Challenges:
A. Answer each question from the passage on REDD+ and farm intensification, one answer per line, marked to match.
(i) What does the abbreviation REDD+ stand for?
(ii) How does the passage define "slash-and-burn" agriculture?
(iii) According to the study, what happens to rents as a farm becomes more productive?
B. Carry on the passage on REDD+ and farm intensification, starting after its last sentence.

Source document:
------

But while the technique leads to immediate benefits for both farmers and conservationists, it also involved significant long-term trade-offs.
Currently, initiatives such as the Reducing Emissions from Deforestation and Forest Degradation (REDD+) use financial incentives to encourage people in tropical developing countries to participate in agricultural intensification.
Because protecting forests is such a cost-efficient strategy for reducing global carbon emissions, the researchers say, paying farmers previously involved in ‘slash-and-burn’ agriculture (the clearing by burning of forest lands for agricultural production) to adopt intensive farming has become a leading climate change mitigation strategy.
But REDD+ incentives would cost more over time, the study finds. As a farm becomes more productive, its value will increase and thus rents will increase, according to various scenarios modelled by the researchers.
The researchers warn that conservation expenditure will have to dramatically increase to compete with future changes in agricultural practices. Hence, the study illustrates that contemporary policies such as REDD+ tend to focus on short-term conservation and on improving the livelihoods of poor communities around forested areas, but risk overlooking on long-term conservation.

------

Dataset records:
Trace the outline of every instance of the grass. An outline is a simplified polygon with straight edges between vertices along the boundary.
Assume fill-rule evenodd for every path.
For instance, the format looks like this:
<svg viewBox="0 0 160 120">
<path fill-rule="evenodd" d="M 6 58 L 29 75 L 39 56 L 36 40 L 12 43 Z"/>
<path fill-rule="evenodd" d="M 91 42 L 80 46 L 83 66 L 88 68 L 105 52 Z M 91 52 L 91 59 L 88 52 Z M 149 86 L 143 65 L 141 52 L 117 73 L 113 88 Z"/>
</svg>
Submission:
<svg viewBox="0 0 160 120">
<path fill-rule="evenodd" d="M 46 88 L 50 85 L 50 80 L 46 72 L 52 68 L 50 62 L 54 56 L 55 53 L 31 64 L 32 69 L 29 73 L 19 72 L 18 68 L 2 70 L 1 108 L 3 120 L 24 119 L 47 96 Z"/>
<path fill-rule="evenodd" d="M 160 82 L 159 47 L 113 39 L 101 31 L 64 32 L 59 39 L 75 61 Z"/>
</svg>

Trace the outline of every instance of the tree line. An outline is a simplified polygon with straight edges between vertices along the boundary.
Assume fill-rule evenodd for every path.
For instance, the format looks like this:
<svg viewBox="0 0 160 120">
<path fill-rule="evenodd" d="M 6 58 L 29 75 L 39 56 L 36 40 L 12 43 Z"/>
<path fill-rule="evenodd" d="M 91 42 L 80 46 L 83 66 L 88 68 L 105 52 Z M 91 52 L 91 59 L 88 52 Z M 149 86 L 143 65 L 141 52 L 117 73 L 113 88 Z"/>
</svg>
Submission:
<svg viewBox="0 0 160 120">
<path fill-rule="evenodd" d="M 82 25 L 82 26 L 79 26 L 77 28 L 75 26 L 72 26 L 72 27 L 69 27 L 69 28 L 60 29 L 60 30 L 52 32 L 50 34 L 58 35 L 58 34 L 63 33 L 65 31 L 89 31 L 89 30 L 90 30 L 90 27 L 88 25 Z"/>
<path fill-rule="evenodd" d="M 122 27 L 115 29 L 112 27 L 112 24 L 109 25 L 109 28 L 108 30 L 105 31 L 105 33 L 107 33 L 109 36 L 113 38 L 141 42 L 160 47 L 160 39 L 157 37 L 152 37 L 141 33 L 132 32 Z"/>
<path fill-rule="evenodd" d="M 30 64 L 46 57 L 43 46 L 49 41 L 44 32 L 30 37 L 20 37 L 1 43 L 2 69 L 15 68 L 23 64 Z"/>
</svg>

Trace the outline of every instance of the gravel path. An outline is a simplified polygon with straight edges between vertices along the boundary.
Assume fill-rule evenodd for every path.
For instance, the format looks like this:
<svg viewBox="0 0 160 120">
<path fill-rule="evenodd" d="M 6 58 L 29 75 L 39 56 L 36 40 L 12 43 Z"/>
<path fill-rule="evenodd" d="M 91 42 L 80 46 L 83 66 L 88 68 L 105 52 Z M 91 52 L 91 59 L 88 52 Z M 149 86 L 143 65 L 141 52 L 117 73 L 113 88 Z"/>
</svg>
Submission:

------

Expected answers:
A.
(i) Reducing Emissions from Deforestation and Forest Degradation.
(ii) The clearing by burning of forest lands for agricultural production.
(iii) The farm's value increases, so rents increase as well.

B.
Policymakers may also need to find non-financial benefits that promote conservation, such as policies that do not prescribe cash payments but instead focus on livelihood developments, the researchers note.
The authors say the model scenarios based on the DRC can be applied elsewhere but it must be recalibrated to each particular region.
In South-East Asia, for example, slash-and-burn agriculture has typically been the preserve of poor subsistence farmers, but the authors note that the rapid shift towards high-value cash crops such as palm oil and rubber may spur deforestation despite environmental regulations and financial incentives.
“Increases in the cost of conservation in places like Indonesia could be significantly greater than we discuss in the context of the DRC, because of the high value of oil palm compared to lower-value cassava and maize we modelled in the DRC,” Carrasco says.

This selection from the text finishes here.